- [Фрагмент текста]
В 1601 году привезен был сюда, по приказанию царя и великого князя московского Бориса Федоровича Годунова, ближайший родственник недавно умершего царя Федора Ивановича, боярин Федор Никитич Романов. Привезен был боярин, по народному преданию, вечером. Благовестили к вечерне. Кибитка остановилась у соборного храма. Пристав боярина, Роман Дуров, пришел в алтарь, оставив боярина Федора у дверей. Кончилась вечерня. Игумен Иона со всеми соборными старцами вышел из алтаря и начал обряд пострижения: к нему подвели привезенного боярина.
Боярин уведен был на паперть; там сняли с него обычные одежды, оставив в одной сорочке. Затем привели его снова в церковь, без пояса, босого, с непокрытой головой. Пелись антифоны, по окончании которых боярина поставили перед святыми дверями, велели ему творить три «метания» Спасову образу и затем игумену.
Иона спрашивал по уставу:
— Что прииде, брате, припадая ко святому жертвеннику и ко святой дружине сей?
Боярин безмолвствовал. За него отвечал пристав Роман Дуров:
— Желаю жития постнического, святый отче!
— Воистину добро дело и блаженно избра, но аще совершиши е, добрая убо дела трудом снискаются и болезнию исправляются. Волею ли своего разума приходиши Господеви?

- [Материал]
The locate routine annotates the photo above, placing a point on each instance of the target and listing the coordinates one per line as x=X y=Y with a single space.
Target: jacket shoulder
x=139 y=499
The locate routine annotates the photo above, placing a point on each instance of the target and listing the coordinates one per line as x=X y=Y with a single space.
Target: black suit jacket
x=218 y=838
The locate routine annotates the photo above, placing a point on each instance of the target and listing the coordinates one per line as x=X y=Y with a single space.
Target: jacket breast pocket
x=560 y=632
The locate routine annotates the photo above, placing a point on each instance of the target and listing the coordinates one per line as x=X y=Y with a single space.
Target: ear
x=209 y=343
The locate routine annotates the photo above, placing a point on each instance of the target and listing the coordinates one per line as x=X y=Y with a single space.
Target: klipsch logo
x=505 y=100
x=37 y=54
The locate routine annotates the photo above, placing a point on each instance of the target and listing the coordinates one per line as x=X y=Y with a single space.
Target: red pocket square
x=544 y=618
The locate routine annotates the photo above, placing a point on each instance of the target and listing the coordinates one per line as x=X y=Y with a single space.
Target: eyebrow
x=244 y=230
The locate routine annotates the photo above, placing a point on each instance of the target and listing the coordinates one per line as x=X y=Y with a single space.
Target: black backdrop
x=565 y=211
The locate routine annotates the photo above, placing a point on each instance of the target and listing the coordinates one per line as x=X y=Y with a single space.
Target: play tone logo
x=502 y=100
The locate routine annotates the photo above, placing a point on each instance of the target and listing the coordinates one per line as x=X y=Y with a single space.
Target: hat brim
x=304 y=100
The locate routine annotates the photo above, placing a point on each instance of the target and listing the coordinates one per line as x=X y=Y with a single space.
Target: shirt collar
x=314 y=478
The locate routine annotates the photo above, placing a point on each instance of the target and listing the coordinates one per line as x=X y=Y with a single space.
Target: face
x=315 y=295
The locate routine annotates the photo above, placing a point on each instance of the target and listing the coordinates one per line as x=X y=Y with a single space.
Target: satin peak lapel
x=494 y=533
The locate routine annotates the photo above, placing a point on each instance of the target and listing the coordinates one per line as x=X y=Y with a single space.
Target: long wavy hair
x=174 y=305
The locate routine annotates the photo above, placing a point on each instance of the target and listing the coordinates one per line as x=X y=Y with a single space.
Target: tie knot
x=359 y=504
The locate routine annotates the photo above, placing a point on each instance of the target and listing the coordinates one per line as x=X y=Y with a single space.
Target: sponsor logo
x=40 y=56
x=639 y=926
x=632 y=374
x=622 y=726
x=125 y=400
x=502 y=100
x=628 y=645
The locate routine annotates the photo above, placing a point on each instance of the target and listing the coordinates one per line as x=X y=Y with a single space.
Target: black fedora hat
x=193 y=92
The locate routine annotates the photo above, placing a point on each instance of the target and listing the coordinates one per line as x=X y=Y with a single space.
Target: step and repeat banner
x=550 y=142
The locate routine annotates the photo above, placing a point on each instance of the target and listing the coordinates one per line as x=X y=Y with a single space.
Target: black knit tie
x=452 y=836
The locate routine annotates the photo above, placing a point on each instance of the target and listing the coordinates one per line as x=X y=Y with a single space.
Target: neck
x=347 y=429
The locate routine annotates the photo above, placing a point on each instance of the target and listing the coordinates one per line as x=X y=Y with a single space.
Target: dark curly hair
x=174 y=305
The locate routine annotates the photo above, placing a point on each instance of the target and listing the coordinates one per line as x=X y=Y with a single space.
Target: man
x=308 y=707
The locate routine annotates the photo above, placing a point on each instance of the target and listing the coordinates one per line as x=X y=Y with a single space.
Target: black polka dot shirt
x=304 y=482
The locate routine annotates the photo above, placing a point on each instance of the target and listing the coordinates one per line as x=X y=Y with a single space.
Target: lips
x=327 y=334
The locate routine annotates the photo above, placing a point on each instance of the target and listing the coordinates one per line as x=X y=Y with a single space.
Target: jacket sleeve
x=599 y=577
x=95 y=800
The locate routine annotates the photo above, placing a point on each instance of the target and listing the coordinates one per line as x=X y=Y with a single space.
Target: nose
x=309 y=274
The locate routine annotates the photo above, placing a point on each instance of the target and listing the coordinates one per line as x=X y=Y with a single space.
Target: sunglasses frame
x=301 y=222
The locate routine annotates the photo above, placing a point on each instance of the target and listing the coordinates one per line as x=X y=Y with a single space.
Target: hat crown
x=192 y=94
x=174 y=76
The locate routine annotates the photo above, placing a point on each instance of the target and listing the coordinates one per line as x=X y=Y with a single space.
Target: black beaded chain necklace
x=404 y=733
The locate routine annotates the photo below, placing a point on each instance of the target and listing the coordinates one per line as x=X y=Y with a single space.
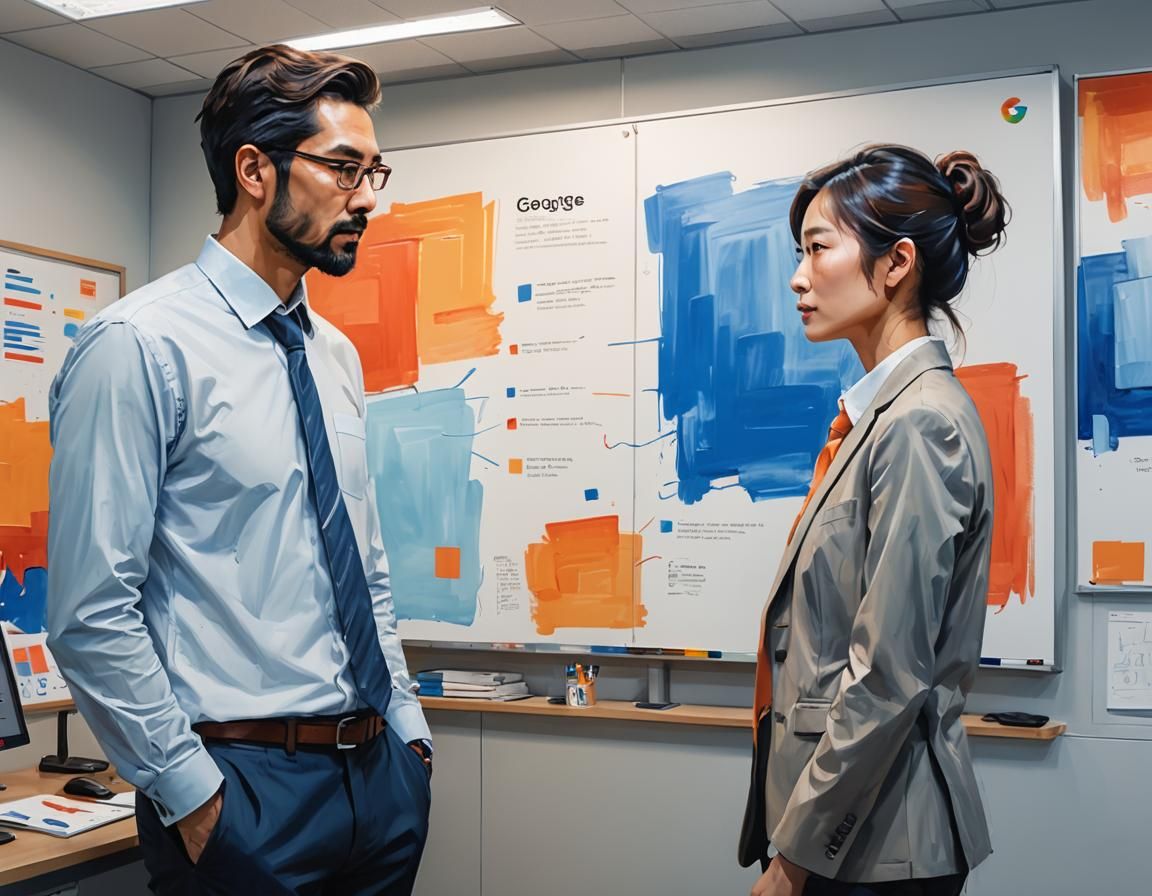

- [Задание] Замените в отрывке о пострижении боярина «вечером» на «утром» и перепишите текст от «В 1601 году» до «подвели привезенного боярина.».

- [Выполненное задание]
В 1601 году привезен был сюда, по приказанию царя и великого князя московского Бориса Федоровича Годунова, ближайший родственник недавно умершего царя Федора Ивановича, боярин Федор Никитич Романов. Привезен был боярин, по народному преданию, утром. Благовестили к вечерне. Кибитка остановилась у соборного храма. Пристав боярина, Роман Дуров, пришел в алтарь, оставив боярина Федора у дверей. Кончилась вечерня. Игумен Иона со всеми соборными старцами вышел из алтаря и начал обряд пострижения: к нему подвели привезенного боярина.